>> START Data to use

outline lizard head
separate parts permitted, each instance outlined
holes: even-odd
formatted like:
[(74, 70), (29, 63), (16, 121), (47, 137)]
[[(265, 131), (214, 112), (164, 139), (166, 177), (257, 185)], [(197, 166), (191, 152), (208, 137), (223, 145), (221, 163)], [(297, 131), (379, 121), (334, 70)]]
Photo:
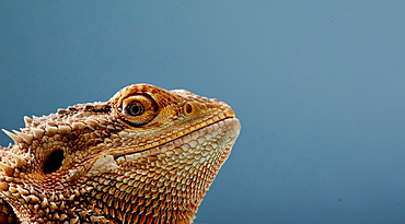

>> END Data to use

Problem:
Reproduce the lines above word for word, omitting the picture.

Exercise answer:
outline lizard head
separate parts permitted, each instance outlined
holes: even-odd
formatted like:
[(74, 70), (29, 63), (16, 121), (47, 137)]
[[(265, 131), (214, 112), (164, 139), (166, 177), (257, 185)], [(197, 166), (191, 152), (208, 137), (223, 145), (221, 163)], [(297, 131), (379, 121), (334, 70)]]
Photo:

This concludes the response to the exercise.